Currently, the facility is the main site for implementing international military cooperation programs, particularly with Turkey, where ceremonies for the transfer of special and logistical equipment are held. Additionally, projects to renew the vehicle fleet of the Georgian army are carried out at the base. It is regularly used for official events, inspections by senior military leadership, and commemorative actions.

=== Industry and enterprises ===

==== Historical industrial facilities ====
During the Soviet period, Orkhevi was an important industrial and logistics center. The following facilities operated here:
- Samgorvodstroy Base (from 1948): A large complex that included central mechanical and auto repair shops, a garage, a sawmill, and warehouses.
- Reinforced concrete production sites (1963): In Orkhevi and Lilo for the needs of irrigation construction.
- Organic Fertilizer Plant (1962): A plant under construction, to which a pipeline was being laid over a new bridge across the Kura River.
- Textile and Haberdashery Combine (1971): Designed for the needs of the cooperative industry.
- Tbiltonnelstroy Reinforced Concrete Structures Plant (ZhBK) (1982): A key enterprise for supplying the construction of the Tbilisi Metro. The plant produced 20,000 cubic meters of precast reinforced concrete and 50,000 cubic meters of commercial concrete annually.
- Branch of the Tbilisi Construction Materials Combine (1986): Included workshops for the production of tools, plumbing fixtures, and finishing materials. In 1988, the Polymer Products Plant was opened here, producing plumbing fixtures and cladding tiles from marble waste.
- Kalinin Foundry Equipment Plant (1986): Construction of new buildings was planned in Orkhevi, which were scheduled to become operational in 1989.
- Solani Souvenir Production (1985): The construction of a new workshop, costing 1.2 million rubles, was planned.
- Repair Base of the Ministry of Local Industry (1987): Designed for the centralized repair of equipment for all enterprises of the ministry.

In the post-Soviet period, private companies were established based on these and other new enterprises. In 1998–1999, the joint-stock companies JSC Polymer Products and JSC Khalibi (a repair and mechanical plant) were registered in the Orkhevi industrial zone. In 1998, JSC Vaziani, which produced sparkling wine, also operated here.

==== Modern enterprises ====
In the 21st century, the Orkhevi industrial zone continues to operate, specializing mainly in the food, logistics, and construction sectors. Data from state monitoring by the National Food Agency from 2019 to 2025 confirms the activity of several major companies in the settlement.

- Dugladze Wine Company (შპს დუგლაძეების ღვინის კომპანია) — a major producer of wines and brandy, at 8 Chantladze Dead End
- Respublika LLC (შპს რესპუბლიკა) — a producer of dairy products under the trademarks "Malko" and "Ranina," at 26a Tengiz Chantladze Street. The company's activities have repeatedly been the subject of state control.
- Fruit Logistics LLC (შპს ფრუტ ლოჯისტიკა) – a logistics and supply company, based in the Orkhevi Military Settlement area.
- Agroflora LLC (შპს აგროფლორა) – a logistics and supply company, at: 1 M. Abashidze-Saparova Street.
- Dako Trade LLC (შპს დაკო ტრეიდ) — a grocery packaging and distribution company, at 3 Chantladze Street.
- - - - - - -
* _To do_
Please rewrite the paragraph of the Orkhevi industry text that begins "In the post-Soviet period" as a short bulleted list, keeping its main facts.

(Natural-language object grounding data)
- - - - - - -
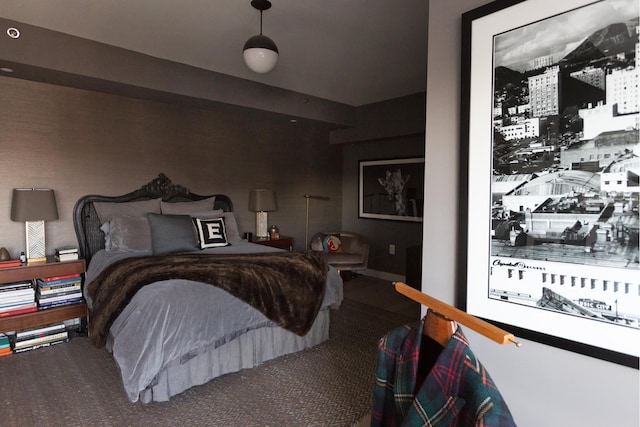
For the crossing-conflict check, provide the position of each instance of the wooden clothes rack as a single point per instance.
(453, 314)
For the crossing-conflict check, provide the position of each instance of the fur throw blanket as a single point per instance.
(288, 287)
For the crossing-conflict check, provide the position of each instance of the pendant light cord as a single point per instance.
(260, 22)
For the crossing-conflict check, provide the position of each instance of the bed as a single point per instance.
(183, 329)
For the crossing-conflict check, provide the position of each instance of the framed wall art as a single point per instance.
(391, 189)
(550, 165)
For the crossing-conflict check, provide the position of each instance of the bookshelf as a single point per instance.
(42, 317)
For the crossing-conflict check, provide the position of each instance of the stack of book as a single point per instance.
(5, 346)
(67, 253)
(31, 339)
(59, 290)
(10, 263)
(17, 298)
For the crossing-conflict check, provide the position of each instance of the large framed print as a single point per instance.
(549, 173)
(391, 189)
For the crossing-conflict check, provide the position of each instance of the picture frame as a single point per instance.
(548, 225)
(391, 189)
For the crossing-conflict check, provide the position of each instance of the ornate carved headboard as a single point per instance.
(87, 224)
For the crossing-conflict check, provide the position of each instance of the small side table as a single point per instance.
(284, 242)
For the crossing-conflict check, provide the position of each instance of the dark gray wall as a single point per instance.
(84, 142)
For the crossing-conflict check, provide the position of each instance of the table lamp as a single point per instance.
(262, 201)
(34, 206)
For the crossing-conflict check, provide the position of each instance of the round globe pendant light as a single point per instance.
(260, 52)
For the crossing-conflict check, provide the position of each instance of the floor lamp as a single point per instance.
(262, 201)
(306, 224)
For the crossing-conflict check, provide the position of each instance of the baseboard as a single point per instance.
(383, 275)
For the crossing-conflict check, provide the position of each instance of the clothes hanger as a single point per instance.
(441, 319)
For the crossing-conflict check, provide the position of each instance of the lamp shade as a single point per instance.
(262, 200)
(33, 204)
(260, 54)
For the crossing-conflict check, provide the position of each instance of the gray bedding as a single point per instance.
(196, 331)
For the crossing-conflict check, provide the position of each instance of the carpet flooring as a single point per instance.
(76, 384)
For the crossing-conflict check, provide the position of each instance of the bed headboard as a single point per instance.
(87, 225)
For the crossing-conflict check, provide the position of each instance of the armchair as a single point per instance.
(345, 250)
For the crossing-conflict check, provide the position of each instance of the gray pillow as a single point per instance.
(184, 208)
(108, 210)
(128, 234)
(172, 233)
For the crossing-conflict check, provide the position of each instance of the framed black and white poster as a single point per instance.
(391, 189)
(549, 173)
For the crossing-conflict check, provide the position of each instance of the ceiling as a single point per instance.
(354, 52)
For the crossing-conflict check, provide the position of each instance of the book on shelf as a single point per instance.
(59, 291)
(11, 295)
(57, 297)
(12, 286)
(55, 304)
(58, 283)
(37, 346)
(40, 340)
(66, 254)
(10, 263)
(66, 257)
(25, 333)
(66, 250)
(59, 278)
(12, 304)
(18, 309)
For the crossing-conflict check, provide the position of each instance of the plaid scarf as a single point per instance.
(457, 392)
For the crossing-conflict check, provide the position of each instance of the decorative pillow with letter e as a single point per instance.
(331, 244)
(211, 232)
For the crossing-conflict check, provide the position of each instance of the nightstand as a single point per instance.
(51, 315)
(284, 242)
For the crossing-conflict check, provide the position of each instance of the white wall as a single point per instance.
(543, 386)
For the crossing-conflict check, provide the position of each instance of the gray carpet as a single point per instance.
(75, 384)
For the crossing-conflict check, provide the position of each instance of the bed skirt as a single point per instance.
(247, 351)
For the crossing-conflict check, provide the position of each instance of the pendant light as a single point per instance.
(260, 52)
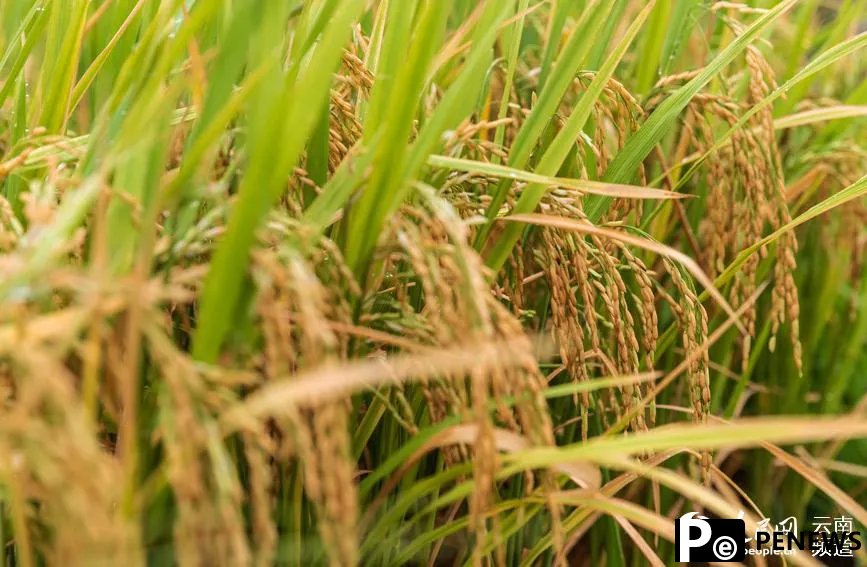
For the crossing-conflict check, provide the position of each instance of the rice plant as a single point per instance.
(427, 282)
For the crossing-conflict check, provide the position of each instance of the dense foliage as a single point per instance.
(391, 282)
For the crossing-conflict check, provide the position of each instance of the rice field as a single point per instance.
(428, 282)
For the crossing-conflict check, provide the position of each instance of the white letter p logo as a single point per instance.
(684, 541)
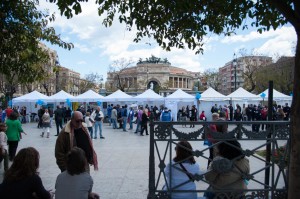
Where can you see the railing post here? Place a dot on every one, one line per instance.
(268, 146)
(151, 186)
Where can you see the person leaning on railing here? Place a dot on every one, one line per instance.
(227, 170)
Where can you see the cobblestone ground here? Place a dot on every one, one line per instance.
(123, 161)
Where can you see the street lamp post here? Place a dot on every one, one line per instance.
(234, 65)
(147, 78)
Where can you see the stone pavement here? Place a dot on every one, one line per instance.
(123, 161)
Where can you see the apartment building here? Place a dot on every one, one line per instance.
(233, 74)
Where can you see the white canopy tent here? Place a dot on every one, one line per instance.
(150, 98)
(280, 98)
(176, 100)
(118, 96)
(242, 95)
(29, 100)
(88, 96)
(209, 98)
(30, 97)
(61, 96)
(211, 94)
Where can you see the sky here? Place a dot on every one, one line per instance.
(96, 47)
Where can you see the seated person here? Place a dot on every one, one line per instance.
(183, 168)
(21, 180)
(75, 182)
(228, 174)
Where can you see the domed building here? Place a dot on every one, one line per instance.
(153, 73)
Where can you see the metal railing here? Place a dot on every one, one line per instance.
(267, 150)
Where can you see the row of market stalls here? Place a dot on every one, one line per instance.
(174, 101)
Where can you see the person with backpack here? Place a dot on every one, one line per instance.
(166, 115)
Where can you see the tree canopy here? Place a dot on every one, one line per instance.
(22, 56)
(180, 23)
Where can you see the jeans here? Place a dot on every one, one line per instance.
(91, 131)
(124, 123)
(12, 149)
(114, 122)
(58, 124)
(130, 123)
(138, 125)
(4, 158)
(98, 124)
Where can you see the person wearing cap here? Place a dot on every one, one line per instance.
(75, 134)
(165, 115)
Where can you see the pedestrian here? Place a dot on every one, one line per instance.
(13, 132)
(165, 115)
(50, 110)
(58, 117)
(68, 114)
(22, 179)
(124, 116)
(75, 182)
(179, 172)
(287, 111)
(3, 146)
(75, 133)
(193, 117)
(230, 112)
(98, 117)
(144, 122)
(109, 109)
(238, 115)
(202, 116)
(227, 178)
(139, 119)
(114, 116)
(46, 123)
(89, 122)
(40, 115)
(130, 118)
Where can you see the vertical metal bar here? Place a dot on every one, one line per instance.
(151, 193)
(268, 146)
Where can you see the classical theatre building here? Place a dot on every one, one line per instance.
(153, 73)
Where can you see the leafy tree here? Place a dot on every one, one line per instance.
(22, 57)
(251, 64)
(280, 72)
(179, 22)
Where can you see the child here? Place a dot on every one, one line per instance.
(75, 182)
(3, 146)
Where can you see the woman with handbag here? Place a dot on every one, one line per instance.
(227, 170)
(13, 132)
(183, 167)
(46, 123)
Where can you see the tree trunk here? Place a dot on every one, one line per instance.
(294, 168)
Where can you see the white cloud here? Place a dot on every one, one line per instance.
(82, 48)
(254, 35)
(81, 62)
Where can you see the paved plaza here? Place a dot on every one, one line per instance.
(123, 161)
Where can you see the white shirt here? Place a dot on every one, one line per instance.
(88, 122)
(3, 141)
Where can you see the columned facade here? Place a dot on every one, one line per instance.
(160, 74)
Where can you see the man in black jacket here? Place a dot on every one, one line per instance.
(58, 115)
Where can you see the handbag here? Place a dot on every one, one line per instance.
(186, 172)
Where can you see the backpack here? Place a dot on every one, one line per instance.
(166, 116)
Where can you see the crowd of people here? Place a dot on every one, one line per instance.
(74, 145)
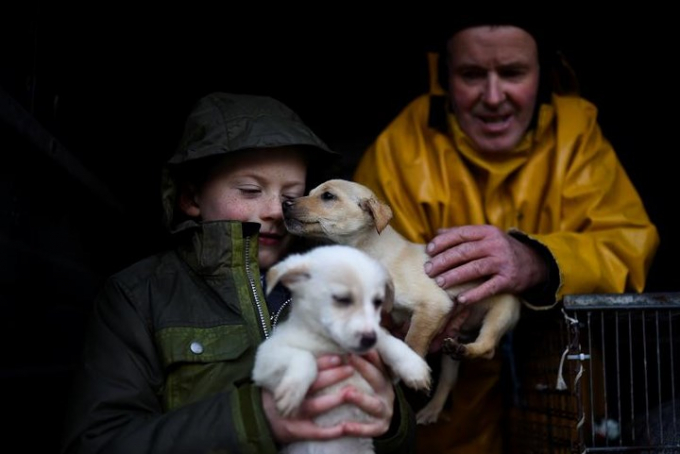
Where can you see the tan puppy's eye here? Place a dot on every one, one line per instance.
(342, 300)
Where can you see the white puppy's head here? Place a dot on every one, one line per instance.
(338, 292)
(341, 211)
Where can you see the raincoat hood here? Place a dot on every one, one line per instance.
(222, 123)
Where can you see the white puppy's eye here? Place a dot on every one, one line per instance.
(343, 300)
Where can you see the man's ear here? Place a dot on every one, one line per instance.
(187, 201)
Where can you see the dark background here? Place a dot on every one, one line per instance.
(92, 98)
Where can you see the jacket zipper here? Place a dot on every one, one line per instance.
(275, 317)
(253, 288)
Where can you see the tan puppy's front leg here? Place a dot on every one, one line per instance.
(502, 314)
(447, 379)
(427, 319)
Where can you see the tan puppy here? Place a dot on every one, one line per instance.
(338, 294)
(345, 212)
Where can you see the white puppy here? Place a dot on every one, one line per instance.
(338, 293)
(346, 212)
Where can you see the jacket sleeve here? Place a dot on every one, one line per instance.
(115, 405)
(400, 438)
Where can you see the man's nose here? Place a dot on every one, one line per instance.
(493, 90)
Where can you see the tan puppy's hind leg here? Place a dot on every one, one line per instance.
(426, 321)
(502, 315)
(447, 378)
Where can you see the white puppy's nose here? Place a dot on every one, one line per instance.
(368, 339)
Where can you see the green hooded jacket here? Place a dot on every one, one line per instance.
(171, 340)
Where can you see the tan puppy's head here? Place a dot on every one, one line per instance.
(341, 211)
(338, 293)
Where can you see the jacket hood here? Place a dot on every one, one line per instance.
(222, 123)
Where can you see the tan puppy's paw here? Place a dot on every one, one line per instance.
(416, 374)
(452, 347)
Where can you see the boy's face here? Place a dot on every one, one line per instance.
(250, 187)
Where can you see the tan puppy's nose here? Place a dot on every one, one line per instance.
- - - - - - -
* _Solution to this problem_
- After the Soviet period, private companies were founded on the basis of the Soviet-era facilities and other new enterprises.
- In 1998–1999, JSC Polymer Products and JSC Khalibi, a repair and mechanical plant, were registered in the Orkhevi industrial zone.
- In 1998, JSC Vaziani, a sparkling wine producer, also operated there.